Text section:
=-=-=

The Gender Equality Argument for Legalized Abortion
By Paul Stark
Editor’s note. This first appeared in Minnesota Citizens Concerned For Life (MCCL) News. Mr. Stark is a Communications Associate for MCCL.
Many defenders of legalized abortion argue that it is required by gender equality. The burdens of pregnancy and childbirth fall upon women but never upon men. So only with access to abortion can women be truly equal and able to determine the course of their lives.
President Barack Obama has said, in the context of supporting abortion, “[W]e must … ensure that our daughters have the same rights, freedoms and opportunities as our sons to fulfill their dreams.” U.S. Supreme Court Justice Ruth Bader Ginsburg and others contend that the alleged constitutional right to abortion should be grounded in the Equal Protection Clause of the Fourteenth Amendment (“no state shall … deny to any person within its jurisdiction the equal protection of the laws”) rather than in the Due Process Clause (as the Court in Roe v. Wade asserted). Equality under the law requires abortion access.
Unequal burdens, not unequal treatment
This argument may seem persuasive on the surface, but it does not withstand the scrutiny of reason.
First, unequal burdens are not necessarily unjust or contrary to human equality. The burdens of caring for five-year-old children, for example, weigh heavily on the parents of five-year-old children and not at all on almost everyone else. Laws against killing or abandoning five-year-olds do not affect everyone in the same way—we might even claim that they deprive parents of “the same rights, freedoms and opportunities” as non-parents. But clearly they are not wrong.
Likewise, the burdens of pregnancy fall on women and not men, and a law against killing unborn children by abortion would impact women in a way it does not impact men. But such a law would not be unjust for that reason. Laws may affect people differently given different circumstances, but that does not mean that they treat people differently. Everyone should be equally prohibited from killing innocent human beings. This prohibition is not gender-specific. No one has a right to take innocent life.

=-=-=

(Dataset entries)
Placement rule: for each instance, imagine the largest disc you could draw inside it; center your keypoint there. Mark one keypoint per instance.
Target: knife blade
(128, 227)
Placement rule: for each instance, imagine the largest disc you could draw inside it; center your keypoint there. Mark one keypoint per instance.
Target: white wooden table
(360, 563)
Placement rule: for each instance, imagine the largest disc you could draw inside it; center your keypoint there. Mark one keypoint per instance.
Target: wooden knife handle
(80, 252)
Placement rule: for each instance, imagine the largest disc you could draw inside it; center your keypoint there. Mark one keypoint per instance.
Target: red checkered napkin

=-=-=

Exercise 1:
Restate the article on gender equality and abortion word for word, between "President Barack Obama" and "scrutiny of reason.", inclusive.
Exercise 2:
According to the article on gender equality and abortion, which clause of the Fourteenth Amendment do Ruth Bader Ginsburg and others say the alleged right to abortion should rest on?
Exercise 3:
Summarize the article on gender equality and abortion in two sentences.

Your solution 1:
President Barack Obama has said, in the context of supporting abortion, “[W]e must … ensure that our daughters have the same rights, freedoms and opportunities as our sons to fulfill their dreams.” U.S. Supreme Court Justice Ruth Bader Ginsburg and others contend that the alleged constitutional right to abortion should be grounded in the Equal Protection Clause of the Fourteenth Amendment (“no state shall … deny to any person within its jurisdiction the equal protection of the laws”) rather than in the Due Process Clause (as the Court in Roe v. Wade asserted). Equality under the law requires abortion access.
Unequal burdens, not unequal treatment
This argument may seem persuasive on the surface, but it does not withstand the scrutiny of reason.

Your solution 2:
The Equal Protection Clause.

Your solution 3:
The article notes that many defenders of legalized abortion argue that gender equality requires it, since the burdens of pregnancy and childbirth fall on women but never on men. It responds that unequal burdens are not necessarily unjust, because laws may affect people differently without treating them differently, and everyone should be equally prohibited from killing innocent human beings.